Please copy the lines word for word, starting with the line containing "of the bottle" and ending with the line containing "(1164, 157)", both included, and nothing else.
━━━━━ Data supplied ━━━━━
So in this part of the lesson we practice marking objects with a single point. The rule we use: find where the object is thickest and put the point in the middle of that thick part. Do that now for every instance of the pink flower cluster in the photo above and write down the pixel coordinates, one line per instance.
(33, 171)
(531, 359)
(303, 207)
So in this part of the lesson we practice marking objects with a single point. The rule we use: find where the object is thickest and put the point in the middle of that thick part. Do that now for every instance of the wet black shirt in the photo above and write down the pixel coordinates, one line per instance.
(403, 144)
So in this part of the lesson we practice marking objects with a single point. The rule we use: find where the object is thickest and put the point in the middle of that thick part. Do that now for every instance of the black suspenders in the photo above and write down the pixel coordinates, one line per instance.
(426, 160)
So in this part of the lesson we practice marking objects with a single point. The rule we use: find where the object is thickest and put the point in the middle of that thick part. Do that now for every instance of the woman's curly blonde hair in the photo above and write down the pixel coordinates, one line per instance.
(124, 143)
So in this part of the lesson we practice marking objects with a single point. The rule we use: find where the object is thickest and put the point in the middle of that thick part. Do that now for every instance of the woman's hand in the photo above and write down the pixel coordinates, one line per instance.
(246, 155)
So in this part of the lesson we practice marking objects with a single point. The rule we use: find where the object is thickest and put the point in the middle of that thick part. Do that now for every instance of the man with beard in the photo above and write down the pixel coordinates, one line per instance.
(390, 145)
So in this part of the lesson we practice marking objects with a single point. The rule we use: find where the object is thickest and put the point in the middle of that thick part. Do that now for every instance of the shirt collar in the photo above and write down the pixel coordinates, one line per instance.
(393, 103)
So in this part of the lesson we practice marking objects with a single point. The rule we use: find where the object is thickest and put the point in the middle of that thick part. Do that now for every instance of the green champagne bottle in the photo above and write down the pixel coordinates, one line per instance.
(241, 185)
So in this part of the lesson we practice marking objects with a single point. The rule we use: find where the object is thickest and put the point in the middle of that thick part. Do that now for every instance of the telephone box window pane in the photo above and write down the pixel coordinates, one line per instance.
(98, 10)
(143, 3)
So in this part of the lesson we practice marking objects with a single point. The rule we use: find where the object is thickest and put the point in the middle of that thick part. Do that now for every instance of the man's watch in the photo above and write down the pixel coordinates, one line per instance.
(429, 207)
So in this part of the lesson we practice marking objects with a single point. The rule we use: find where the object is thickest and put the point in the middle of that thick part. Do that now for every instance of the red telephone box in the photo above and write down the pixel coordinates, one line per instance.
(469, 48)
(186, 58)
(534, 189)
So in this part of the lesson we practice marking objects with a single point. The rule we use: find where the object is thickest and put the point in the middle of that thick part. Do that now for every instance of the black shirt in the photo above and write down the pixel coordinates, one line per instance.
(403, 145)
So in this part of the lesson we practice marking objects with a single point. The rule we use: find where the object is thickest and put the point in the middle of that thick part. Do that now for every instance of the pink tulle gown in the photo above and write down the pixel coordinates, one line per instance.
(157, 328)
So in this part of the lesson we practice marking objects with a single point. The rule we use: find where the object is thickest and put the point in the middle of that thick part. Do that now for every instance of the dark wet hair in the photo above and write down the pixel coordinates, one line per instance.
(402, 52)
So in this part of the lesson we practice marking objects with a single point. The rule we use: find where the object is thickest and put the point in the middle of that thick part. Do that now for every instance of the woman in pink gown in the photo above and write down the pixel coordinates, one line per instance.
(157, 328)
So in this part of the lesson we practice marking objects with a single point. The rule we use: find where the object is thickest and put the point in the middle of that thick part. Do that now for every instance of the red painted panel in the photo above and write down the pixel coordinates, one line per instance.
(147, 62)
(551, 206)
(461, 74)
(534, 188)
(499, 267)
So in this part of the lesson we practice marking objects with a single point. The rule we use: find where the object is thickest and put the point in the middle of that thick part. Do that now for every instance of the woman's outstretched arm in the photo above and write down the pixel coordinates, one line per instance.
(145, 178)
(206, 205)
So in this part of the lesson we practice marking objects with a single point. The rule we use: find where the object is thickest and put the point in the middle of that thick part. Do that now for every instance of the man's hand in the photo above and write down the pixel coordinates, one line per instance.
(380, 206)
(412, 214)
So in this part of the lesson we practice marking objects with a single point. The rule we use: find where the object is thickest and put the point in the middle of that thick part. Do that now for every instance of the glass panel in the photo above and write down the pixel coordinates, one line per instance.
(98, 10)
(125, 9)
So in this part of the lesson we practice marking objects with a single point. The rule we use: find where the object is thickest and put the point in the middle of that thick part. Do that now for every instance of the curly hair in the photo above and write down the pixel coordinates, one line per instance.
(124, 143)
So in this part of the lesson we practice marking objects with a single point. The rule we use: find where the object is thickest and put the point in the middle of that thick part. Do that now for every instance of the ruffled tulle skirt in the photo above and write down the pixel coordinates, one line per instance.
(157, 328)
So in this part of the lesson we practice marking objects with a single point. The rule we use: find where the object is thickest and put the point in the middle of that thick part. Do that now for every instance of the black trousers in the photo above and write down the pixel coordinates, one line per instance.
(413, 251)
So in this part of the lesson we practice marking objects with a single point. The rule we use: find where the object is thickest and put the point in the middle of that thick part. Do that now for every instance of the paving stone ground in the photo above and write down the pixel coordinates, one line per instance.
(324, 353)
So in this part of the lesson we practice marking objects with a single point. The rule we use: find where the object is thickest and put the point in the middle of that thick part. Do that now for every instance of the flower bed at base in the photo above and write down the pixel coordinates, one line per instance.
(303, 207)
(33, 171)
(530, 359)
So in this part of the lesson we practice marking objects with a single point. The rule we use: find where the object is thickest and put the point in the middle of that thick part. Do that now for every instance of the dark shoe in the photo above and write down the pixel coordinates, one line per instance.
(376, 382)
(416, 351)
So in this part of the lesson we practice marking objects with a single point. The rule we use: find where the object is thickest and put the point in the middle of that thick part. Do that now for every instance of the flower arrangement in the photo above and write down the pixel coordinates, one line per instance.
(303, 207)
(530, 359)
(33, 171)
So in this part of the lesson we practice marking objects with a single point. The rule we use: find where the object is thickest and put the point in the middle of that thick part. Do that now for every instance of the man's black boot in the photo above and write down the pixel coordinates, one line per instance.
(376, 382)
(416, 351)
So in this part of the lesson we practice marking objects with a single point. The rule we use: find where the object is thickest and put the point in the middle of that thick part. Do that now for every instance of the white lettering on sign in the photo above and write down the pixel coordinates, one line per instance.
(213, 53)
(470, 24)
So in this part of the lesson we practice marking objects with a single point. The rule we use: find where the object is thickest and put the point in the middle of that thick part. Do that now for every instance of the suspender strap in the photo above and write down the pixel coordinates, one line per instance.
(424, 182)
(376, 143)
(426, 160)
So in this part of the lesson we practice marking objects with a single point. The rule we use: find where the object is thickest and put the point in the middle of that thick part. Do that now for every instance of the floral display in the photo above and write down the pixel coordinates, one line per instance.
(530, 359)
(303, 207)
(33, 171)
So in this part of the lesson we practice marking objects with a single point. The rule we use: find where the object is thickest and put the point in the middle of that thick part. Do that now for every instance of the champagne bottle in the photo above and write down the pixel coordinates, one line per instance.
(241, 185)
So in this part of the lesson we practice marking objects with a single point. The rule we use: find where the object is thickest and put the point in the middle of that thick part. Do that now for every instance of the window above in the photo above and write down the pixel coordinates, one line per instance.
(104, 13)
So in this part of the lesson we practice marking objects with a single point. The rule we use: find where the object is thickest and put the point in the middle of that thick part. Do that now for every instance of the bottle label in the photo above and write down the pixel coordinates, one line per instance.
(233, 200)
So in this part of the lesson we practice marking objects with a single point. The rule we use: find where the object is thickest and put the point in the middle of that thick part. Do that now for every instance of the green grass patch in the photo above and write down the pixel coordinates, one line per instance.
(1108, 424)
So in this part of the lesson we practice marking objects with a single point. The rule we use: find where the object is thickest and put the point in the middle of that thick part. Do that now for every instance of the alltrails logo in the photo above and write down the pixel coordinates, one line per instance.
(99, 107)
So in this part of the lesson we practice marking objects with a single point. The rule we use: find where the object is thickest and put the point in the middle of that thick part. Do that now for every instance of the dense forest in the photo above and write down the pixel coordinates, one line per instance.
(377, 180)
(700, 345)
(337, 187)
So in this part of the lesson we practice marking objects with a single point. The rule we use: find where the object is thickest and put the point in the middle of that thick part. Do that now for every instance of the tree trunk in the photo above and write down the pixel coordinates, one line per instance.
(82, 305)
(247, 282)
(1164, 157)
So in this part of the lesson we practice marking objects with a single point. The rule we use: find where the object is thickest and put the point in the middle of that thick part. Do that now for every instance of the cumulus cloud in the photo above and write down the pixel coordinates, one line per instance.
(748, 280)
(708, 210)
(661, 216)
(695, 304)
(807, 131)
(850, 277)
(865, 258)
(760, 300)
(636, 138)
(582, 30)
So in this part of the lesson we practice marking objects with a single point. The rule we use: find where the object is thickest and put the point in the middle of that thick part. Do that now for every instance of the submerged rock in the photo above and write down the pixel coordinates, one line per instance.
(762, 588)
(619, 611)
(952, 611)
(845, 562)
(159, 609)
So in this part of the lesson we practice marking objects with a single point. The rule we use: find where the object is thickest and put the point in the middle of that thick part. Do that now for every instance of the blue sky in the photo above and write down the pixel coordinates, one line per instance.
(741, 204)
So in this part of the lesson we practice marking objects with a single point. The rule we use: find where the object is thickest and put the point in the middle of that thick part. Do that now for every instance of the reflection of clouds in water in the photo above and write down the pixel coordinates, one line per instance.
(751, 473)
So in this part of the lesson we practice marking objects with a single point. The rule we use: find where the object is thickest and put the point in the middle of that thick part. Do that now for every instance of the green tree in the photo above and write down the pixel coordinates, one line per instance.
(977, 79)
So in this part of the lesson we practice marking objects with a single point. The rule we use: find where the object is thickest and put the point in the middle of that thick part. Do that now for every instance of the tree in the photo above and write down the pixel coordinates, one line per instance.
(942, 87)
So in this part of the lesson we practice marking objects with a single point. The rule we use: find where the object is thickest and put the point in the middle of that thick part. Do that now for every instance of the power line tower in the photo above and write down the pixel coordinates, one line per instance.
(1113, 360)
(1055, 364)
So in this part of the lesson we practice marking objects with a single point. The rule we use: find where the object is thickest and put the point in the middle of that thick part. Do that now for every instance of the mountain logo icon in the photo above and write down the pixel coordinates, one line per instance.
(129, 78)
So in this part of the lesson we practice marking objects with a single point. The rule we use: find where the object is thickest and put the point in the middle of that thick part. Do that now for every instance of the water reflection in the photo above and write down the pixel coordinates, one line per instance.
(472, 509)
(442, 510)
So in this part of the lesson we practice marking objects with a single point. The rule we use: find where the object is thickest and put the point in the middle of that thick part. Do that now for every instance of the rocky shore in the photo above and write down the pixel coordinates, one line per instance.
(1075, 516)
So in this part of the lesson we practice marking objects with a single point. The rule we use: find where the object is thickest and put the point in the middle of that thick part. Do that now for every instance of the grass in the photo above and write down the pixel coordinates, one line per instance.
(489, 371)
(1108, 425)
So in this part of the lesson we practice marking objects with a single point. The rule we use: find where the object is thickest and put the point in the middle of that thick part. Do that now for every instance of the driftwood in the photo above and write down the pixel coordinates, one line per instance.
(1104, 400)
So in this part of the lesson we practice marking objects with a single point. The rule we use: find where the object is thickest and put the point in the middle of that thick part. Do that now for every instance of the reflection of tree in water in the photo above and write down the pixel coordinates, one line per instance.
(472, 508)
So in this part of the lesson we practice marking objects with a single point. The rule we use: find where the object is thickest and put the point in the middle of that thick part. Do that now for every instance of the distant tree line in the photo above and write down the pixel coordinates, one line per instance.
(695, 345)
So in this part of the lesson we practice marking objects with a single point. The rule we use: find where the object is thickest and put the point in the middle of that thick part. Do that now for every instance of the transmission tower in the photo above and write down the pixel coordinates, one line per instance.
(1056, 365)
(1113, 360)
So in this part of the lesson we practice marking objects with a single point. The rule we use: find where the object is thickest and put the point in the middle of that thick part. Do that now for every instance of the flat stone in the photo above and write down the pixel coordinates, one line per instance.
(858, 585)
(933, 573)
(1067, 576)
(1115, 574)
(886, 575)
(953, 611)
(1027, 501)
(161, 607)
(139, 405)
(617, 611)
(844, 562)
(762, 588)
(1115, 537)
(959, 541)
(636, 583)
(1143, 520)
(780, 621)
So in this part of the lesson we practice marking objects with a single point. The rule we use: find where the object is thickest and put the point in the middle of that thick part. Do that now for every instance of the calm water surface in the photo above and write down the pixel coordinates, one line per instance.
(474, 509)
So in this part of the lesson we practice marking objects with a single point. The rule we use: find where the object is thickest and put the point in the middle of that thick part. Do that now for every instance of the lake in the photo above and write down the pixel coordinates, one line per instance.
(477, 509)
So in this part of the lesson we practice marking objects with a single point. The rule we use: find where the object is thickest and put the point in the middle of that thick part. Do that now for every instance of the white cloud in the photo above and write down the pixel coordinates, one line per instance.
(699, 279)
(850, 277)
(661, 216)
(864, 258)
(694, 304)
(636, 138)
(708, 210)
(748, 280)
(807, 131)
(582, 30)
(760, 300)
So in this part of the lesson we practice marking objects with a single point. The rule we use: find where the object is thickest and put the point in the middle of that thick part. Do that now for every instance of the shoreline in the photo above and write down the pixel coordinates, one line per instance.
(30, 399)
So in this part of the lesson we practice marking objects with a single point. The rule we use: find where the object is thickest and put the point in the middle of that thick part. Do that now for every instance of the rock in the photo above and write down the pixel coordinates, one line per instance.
━━━━━
Finished answer:
So in this part of the lesson we practice marking objects with a single point. The rule we use: find where the object is thickest and put the point in the middle of that thick part. Do that now for every instance of the bottle label in the photo above and write down the pixel coordinates, one line per instance.
(233, 200)
So in this part of the lesson we practice marking objects with a single point. The rule we use: find where the object is thickest and put the point in the middle of that thick part. Do that now for every instance of the green grass patch in the photo above and write down the pixel coordinates, one line per instance.
(1108, 424)
So in this part of the lesson we practice marking objects with a single point. The rule we use: find where the object is thickest and put the point in the middle of that thick part. Do that now for every instance of the alltrails logo in the photo above and write down the pixel coordinates, one line per instance.
(99, 107)
So in this part of the lesson we practice marking objects with a single point. The rule we use: find where the object is thickest and put the point in the middle of that thick part. Do that now for every instance of the dense forest in the photo above and write down the pixel coordinates, one line per instance.
(377, 180)
(700, 345)
(337, 187)
So in this part of the lesson we practice marking objects with a single point. The rule we use: find where the object is thickest and put the point in the middle of that thick part. Do that now for every instance of the tree trunk in the photo above and write down the pixel coordinates, one line per instance.
(82, 305)
(247, 282)
(1164, 157)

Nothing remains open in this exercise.